(DATA IN THIS EXERCISE Opens)

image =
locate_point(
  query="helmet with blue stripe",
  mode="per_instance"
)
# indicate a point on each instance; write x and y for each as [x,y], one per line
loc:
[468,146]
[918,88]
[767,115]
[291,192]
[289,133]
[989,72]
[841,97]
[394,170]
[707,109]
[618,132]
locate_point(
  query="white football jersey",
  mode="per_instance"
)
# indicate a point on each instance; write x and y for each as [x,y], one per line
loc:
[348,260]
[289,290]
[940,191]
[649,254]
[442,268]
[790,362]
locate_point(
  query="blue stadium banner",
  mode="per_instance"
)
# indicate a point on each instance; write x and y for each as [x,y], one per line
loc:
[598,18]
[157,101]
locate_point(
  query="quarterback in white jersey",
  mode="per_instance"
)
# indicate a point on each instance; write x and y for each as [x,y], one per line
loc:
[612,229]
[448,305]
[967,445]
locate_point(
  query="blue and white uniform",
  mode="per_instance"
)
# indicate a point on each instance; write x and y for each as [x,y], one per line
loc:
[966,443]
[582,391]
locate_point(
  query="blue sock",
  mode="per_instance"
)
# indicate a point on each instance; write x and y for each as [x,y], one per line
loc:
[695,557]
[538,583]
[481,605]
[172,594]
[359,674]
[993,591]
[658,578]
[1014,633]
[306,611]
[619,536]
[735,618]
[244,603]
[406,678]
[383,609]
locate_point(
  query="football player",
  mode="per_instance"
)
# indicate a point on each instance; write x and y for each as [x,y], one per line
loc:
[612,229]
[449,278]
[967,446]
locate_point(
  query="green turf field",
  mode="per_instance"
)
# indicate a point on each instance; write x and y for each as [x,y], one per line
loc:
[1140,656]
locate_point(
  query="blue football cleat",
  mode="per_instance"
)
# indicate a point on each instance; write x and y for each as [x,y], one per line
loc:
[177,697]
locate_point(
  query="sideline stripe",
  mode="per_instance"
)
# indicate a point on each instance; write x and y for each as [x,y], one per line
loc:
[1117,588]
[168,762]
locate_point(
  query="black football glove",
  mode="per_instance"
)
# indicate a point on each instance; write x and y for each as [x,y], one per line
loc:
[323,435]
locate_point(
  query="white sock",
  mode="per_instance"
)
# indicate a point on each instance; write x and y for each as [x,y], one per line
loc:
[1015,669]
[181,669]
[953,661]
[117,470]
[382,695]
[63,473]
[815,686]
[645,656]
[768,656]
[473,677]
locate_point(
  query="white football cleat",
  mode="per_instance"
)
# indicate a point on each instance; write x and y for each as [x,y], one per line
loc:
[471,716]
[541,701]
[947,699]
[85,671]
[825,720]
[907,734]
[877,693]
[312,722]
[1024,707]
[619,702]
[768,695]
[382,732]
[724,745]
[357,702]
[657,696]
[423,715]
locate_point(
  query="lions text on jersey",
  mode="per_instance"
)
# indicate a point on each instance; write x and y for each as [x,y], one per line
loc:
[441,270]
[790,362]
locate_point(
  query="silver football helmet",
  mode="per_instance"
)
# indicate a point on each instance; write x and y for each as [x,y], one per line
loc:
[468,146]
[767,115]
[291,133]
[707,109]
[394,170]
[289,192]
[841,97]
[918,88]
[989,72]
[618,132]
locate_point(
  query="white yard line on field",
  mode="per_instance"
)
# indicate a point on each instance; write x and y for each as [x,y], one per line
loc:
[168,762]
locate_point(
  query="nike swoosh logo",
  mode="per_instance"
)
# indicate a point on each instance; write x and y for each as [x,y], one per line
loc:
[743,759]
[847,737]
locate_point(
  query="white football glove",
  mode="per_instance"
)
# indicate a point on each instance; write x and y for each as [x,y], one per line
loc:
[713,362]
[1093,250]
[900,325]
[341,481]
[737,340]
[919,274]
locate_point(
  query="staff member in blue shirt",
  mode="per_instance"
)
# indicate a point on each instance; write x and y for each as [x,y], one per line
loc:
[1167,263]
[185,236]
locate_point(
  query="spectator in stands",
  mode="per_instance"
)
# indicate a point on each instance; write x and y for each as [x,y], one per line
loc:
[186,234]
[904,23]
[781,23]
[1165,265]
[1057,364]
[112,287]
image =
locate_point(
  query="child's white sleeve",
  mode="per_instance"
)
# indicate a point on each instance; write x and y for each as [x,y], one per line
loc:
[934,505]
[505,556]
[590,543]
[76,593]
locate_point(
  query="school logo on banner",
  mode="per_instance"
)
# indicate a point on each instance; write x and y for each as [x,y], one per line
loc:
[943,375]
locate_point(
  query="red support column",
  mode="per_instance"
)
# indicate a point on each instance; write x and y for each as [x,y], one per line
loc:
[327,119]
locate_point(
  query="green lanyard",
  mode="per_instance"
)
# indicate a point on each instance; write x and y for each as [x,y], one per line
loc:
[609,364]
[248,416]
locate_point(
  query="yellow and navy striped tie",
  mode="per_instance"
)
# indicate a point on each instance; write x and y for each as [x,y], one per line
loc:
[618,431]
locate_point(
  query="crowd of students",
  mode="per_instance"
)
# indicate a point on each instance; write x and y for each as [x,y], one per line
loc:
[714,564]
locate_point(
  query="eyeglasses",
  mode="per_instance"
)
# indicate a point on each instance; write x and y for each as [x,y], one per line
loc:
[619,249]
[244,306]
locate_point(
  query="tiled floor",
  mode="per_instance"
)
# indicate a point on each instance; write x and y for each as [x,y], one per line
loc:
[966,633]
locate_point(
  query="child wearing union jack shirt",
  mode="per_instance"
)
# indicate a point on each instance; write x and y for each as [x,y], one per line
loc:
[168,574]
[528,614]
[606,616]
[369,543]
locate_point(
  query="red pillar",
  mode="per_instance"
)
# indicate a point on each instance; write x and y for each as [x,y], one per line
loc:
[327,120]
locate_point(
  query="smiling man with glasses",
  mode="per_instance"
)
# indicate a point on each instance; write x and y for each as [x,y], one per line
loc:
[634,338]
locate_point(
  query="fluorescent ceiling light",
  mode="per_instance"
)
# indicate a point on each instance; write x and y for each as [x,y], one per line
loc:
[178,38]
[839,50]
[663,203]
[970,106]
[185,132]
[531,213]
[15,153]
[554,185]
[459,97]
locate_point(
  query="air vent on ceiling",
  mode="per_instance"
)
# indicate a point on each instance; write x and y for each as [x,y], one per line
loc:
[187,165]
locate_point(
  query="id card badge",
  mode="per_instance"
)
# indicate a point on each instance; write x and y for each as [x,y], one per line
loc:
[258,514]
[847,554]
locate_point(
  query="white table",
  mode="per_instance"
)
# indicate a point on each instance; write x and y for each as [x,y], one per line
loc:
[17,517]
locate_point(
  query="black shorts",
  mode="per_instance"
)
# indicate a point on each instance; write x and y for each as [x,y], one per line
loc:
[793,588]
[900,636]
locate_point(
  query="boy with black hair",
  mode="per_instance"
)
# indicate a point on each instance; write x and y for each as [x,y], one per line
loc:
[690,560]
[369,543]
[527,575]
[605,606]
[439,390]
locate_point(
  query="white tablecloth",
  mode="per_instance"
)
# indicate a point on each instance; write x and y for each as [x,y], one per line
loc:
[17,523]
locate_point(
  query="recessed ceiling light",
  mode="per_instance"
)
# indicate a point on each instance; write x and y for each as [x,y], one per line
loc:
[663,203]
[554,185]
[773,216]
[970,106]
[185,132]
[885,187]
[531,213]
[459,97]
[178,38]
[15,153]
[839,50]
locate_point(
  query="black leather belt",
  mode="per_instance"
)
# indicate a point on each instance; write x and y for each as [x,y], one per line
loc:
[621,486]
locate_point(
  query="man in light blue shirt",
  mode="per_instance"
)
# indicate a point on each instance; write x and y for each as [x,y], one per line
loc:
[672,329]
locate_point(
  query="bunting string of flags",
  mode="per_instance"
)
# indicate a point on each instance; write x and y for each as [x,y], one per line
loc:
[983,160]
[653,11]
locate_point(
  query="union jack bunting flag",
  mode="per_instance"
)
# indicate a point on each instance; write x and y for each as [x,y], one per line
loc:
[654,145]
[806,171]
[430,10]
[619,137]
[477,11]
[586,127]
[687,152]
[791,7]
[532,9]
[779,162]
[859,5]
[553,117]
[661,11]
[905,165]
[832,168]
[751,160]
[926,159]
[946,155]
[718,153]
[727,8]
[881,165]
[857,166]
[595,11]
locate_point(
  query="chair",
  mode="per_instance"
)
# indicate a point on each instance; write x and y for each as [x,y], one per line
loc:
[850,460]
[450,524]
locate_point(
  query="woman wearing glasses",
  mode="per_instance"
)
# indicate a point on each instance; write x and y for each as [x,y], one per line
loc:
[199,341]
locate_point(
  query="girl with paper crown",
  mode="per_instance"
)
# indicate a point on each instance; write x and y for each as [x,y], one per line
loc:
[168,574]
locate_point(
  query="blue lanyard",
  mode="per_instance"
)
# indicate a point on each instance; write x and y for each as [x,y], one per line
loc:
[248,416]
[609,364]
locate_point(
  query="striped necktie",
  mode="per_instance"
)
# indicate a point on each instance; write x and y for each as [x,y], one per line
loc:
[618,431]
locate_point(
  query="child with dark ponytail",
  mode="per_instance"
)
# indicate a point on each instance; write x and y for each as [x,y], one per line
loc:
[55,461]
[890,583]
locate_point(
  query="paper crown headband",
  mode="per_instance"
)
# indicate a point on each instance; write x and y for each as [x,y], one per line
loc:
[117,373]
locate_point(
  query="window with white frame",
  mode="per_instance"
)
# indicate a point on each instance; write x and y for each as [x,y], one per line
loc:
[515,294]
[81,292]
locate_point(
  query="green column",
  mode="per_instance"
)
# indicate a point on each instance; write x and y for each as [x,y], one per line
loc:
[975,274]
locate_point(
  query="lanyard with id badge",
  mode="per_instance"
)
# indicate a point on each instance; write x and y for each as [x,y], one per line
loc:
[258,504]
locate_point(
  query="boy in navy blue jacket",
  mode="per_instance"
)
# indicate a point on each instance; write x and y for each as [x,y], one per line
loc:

(DATA IN THIS EXERCISE Closes)

_GOAL OF THE EXERCISE:_
Wherever the string "crown" appears in the data above, copy the line it sits in.

_REPLY TO THE TASK:_
  query="girl with paper crown",
  query="paper crown headband",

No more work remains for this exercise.